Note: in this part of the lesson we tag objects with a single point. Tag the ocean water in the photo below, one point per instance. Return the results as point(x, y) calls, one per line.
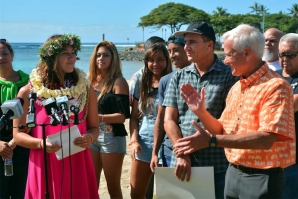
point(26, 58)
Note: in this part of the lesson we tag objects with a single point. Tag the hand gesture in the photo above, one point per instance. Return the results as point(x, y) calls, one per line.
point(84, 141)
point(190, 144)
point(183, 168)
point(194, 100)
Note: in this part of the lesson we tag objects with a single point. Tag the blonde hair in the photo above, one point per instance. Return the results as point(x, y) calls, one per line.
point(114, 69)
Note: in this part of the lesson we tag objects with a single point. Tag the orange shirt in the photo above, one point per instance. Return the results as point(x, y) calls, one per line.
point(263, 102)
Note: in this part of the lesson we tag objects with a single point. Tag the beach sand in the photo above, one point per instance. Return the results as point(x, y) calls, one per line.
point(125, 177)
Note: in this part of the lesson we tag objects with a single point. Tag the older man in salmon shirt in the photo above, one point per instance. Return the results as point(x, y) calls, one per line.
point(257, 126)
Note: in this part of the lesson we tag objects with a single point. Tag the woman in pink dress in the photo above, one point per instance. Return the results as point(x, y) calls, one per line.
point(54, 78)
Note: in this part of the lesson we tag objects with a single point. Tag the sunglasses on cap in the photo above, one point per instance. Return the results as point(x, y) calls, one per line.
point(174, 39)
point(287, 55)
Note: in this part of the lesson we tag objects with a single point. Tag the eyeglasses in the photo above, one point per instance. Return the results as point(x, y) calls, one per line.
point(174, 39)
point(287, 55)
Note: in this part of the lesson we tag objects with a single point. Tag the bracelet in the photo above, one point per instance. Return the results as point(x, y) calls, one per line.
point(90, 137)
point(132, 142)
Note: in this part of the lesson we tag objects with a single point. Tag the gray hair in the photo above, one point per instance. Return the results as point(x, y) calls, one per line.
point(246, 36)
point(290, 37)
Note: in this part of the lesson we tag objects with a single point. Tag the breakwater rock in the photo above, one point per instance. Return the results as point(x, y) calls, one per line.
point(139, 55)
point(132, 55)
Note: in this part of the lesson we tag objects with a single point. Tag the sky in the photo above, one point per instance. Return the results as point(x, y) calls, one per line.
point(36, 20)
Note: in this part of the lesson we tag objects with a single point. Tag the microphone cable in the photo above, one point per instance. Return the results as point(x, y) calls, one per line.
point(70, 165)
point(62, 176)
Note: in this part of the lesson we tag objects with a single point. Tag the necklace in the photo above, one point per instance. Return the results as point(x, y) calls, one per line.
point(293, 85)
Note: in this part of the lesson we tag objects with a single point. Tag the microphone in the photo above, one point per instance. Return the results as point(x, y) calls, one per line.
point(75, 111)
point(52, 109)
point(11, 109)
point(30, 119)
point(63, 107)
============================================================
Copy the records again from the line that contains "Tag the sunglasses" through the line that contains "point(62, 176)", requests included. Shift every coordinate in the answers by adding -12 to it.

#### [Solution to this task]
Note: in this part of the lesson we tag objects with a single point. Tag the sunglasses on cap in the photo above, one point per instance. Return the results as point(x, y) calls, one per line.
point(162, 27)
point(275, 43)
Note: in this part of the lesson we tag objects with a single point. Tag the eyeglasses in the photo above, one point per instance. Return the results as point(x, y) calls, one per line.
point(162, 27)
point(275, 43)
Note: in this part of the lesson we tag objects with a single point. Tag the bracelet in the photo above, one point per instance. Return the results as point(x, y) calls, one per line.
point(78, 125)
point(120, 130)
Note: in this part of the lesson we tag objects with a single point. Tag the gray hair in the photo above, one point per instance. Return the results as point(x, y) calls, one per line.
point(234, 24)
point(278, 25)
Note: in this part of the lesson we tag objects with a single point. Tag the breakwater rock in the photo above, one point per instance. Return the results as point(x, y) calls, one per line.
point(127, 43)
point(120, 43)
Note: in this part of the lesson we tag objects with a single point. Tag the sky in the photo above, one point per instance. Return the results as point(x, y) calls, one per line.
point(24, 8)
Note: in this part of the lesson we tag objects with a single point. Tag the microphone cable in the photo above, one point per instance. Return the results as point(x, y) calls, one per line.
point(58, 153)
point(50, 164)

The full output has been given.